» Text block:
GRG 360-G

Fall 2005

Instructor: Paul F. Hudson, Ph.D.
GRG 336
E-MAIL: pfhudson@mail.utexas.edu
Phone #: 232-1554
Office Hours T/3:45-4:45



Course Description
Advances in geographical sciences and the proliferation of environmental databases make Geographers well poised to conduct sophisticated environmental analysis on an array of topics. The purpose of this course is to introduce Geographers to the practice and theory of utilizing Geographic Information Systems (GIS) as a method for analysis of environmental problems. To this end, the class utilizes a lecture and lab format. Lectures will emphasize general principles and theory in GIS, and the nature of spatial data systems. Labs will be oriented towards concepts discussed in class by employing ArcGIS to the display and analysis of spatial data, particularly environmental data. At the end of the semester students should feel comfortable applying GIS to a range of environmental issues, and have a solid understanding of the procedures and data necessary to conduct the appropriate geographical analysis.

» Short exercise: Please translate this sentence from the course description into Spanish: "Lectures will emphasize general principles and theory in GIS, and the nature of spatial data systems." The material that comes after this course description is separate from it.

» Record excerpts:

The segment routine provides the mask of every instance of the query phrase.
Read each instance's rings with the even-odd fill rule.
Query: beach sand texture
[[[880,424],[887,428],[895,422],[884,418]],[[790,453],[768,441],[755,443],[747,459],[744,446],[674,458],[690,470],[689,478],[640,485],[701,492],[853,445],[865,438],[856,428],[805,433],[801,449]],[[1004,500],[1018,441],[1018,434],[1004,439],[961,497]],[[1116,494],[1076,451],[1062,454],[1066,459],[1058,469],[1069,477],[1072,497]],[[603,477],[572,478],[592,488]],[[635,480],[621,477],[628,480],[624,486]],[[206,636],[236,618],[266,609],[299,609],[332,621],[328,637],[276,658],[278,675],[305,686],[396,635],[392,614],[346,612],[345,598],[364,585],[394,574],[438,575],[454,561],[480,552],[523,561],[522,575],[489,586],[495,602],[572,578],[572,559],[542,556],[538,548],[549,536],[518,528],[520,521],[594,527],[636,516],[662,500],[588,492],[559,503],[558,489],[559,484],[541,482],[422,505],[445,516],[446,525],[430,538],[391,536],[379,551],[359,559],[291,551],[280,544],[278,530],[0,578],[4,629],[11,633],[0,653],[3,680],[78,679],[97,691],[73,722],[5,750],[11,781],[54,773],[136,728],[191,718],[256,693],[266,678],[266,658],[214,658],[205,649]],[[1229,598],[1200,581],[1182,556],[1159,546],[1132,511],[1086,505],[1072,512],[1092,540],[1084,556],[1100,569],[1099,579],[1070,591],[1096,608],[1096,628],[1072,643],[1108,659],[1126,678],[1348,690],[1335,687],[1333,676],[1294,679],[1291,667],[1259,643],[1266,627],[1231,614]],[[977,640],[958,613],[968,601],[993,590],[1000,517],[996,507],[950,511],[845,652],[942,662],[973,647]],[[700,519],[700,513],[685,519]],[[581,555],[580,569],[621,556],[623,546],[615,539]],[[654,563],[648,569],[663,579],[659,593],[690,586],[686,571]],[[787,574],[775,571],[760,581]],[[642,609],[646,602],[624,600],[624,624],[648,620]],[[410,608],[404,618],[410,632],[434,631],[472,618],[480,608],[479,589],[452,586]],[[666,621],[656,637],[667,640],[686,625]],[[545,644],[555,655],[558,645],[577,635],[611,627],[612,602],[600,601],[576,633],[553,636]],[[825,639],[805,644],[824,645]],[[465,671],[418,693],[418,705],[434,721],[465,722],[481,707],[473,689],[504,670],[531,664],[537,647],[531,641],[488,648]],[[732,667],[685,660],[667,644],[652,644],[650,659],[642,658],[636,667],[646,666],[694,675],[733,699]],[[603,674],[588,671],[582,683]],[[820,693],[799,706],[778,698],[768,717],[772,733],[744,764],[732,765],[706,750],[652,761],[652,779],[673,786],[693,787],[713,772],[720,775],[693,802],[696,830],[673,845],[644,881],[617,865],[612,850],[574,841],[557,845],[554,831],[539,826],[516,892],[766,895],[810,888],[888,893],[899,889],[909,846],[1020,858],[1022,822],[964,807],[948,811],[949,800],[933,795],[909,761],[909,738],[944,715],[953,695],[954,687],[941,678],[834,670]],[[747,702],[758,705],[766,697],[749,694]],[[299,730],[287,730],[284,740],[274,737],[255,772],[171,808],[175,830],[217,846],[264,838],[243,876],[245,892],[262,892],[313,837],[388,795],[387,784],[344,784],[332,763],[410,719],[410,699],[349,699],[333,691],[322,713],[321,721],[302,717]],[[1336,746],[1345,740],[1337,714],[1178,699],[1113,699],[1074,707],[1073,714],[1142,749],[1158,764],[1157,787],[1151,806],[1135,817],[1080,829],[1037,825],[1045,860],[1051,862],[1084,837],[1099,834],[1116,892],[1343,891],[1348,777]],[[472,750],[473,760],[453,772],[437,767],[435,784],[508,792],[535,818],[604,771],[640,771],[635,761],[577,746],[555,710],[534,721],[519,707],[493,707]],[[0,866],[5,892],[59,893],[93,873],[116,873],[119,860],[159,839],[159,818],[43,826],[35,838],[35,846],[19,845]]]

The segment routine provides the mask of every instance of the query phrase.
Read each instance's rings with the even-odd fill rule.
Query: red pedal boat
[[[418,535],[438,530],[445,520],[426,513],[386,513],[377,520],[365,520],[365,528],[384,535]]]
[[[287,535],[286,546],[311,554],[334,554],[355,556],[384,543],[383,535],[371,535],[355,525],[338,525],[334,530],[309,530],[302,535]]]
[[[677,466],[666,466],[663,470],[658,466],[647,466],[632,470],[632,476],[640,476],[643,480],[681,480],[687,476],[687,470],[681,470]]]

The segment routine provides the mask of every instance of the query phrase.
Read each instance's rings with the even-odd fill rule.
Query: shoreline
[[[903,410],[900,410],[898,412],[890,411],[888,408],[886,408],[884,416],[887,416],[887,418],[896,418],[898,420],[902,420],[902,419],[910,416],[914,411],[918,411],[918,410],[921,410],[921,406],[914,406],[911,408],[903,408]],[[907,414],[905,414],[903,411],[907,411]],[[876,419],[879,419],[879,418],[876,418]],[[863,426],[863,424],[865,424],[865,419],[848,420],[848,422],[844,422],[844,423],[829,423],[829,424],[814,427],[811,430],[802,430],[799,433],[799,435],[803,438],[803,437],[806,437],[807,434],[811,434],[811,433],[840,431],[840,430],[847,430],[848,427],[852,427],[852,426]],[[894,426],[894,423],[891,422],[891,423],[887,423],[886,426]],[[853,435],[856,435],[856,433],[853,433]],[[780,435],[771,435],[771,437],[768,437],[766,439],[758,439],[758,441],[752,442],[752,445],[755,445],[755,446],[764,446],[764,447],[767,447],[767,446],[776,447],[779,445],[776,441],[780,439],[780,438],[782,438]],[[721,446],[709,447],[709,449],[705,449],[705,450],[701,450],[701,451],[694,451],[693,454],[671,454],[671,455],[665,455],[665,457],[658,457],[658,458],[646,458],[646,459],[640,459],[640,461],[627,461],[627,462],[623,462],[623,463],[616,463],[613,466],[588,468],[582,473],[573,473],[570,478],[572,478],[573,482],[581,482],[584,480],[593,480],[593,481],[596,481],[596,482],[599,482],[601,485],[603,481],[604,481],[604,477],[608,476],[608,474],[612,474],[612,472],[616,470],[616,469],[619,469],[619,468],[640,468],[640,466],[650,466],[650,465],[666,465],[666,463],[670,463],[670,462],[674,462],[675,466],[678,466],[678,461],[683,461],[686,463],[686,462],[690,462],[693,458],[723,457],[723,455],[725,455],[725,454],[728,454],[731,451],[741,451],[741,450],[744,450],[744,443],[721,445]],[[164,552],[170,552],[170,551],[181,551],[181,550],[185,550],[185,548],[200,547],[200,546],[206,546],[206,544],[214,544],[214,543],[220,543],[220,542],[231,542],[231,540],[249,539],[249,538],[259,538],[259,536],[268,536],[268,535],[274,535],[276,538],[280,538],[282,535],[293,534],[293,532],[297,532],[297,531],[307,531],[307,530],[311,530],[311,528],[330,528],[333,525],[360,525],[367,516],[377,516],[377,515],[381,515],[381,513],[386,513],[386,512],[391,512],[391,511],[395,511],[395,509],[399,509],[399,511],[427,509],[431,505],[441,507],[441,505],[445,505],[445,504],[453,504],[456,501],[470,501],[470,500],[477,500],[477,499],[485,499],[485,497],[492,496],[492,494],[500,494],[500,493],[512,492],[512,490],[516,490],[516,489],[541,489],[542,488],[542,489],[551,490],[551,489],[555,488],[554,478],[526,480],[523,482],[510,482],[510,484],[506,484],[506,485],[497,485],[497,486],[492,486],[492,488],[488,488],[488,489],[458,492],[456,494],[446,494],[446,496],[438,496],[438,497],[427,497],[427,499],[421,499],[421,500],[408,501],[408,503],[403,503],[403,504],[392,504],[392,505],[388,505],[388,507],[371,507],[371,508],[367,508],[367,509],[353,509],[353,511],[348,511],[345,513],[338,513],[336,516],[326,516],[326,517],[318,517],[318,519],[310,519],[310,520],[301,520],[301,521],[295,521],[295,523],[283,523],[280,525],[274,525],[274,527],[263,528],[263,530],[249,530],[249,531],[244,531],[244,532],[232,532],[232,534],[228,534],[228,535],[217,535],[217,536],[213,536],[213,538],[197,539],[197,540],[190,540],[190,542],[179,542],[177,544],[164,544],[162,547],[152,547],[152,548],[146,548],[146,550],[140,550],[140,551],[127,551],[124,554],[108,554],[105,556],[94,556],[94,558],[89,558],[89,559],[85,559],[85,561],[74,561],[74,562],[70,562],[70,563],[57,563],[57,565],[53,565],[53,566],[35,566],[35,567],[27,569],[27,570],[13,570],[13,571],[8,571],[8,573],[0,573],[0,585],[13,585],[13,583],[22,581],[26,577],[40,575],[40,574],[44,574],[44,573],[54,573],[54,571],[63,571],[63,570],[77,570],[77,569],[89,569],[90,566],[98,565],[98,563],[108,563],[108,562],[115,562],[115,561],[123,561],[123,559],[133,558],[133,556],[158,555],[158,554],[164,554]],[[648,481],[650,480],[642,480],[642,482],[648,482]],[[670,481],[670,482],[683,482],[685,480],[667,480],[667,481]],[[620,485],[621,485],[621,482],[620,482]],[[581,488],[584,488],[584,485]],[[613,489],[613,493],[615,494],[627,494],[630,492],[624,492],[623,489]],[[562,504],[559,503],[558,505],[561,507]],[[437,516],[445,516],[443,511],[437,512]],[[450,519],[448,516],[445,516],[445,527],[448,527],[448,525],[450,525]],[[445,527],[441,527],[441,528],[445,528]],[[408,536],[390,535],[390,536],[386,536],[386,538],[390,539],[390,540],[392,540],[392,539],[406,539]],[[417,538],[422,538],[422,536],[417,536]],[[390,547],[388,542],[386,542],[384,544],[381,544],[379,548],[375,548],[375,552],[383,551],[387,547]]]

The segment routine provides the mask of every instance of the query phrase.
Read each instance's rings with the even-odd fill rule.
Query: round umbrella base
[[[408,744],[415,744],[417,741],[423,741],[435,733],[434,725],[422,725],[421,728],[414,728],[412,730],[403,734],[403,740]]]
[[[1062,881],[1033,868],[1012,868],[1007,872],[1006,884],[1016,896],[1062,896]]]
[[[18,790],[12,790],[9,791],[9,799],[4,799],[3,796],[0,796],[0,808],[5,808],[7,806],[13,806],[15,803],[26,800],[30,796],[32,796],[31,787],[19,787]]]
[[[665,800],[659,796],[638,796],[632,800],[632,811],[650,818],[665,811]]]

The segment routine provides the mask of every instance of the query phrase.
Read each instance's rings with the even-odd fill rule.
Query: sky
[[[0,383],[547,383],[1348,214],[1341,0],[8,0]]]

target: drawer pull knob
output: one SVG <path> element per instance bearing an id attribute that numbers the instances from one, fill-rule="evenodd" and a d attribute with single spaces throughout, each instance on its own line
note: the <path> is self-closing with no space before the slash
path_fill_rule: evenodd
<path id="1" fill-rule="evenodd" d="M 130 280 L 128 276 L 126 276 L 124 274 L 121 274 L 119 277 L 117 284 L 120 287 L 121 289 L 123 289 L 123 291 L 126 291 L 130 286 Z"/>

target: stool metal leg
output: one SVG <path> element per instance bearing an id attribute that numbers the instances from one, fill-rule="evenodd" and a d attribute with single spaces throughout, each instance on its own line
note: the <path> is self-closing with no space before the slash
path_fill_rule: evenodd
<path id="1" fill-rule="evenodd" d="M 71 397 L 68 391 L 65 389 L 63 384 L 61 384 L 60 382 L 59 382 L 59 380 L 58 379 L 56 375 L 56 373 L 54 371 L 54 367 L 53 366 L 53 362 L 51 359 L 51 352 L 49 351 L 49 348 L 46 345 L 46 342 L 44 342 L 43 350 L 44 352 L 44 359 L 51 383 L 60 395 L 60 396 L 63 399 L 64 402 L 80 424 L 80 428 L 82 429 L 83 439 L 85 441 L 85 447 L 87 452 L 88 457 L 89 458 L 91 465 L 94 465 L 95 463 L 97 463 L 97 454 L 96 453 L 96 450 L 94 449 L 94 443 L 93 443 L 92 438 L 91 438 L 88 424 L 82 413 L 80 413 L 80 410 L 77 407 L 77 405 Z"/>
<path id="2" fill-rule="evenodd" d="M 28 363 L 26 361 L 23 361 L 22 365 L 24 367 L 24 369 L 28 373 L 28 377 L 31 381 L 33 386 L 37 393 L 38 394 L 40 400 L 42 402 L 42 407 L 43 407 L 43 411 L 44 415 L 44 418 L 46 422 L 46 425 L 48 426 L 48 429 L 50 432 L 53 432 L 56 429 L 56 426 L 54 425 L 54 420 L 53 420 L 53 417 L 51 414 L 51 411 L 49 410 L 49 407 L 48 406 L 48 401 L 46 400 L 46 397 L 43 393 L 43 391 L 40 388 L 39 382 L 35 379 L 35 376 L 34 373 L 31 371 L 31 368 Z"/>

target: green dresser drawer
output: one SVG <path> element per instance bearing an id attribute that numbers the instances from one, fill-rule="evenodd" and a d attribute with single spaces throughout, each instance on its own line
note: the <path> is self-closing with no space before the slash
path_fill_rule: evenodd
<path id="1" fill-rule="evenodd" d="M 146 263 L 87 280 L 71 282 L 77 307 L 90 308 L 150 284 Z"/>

» Written response: Las clases teóricas harán hincapié en los principios generales y la teoría de los SIG, y en la naturaleza de los sistemas de datos espaciales.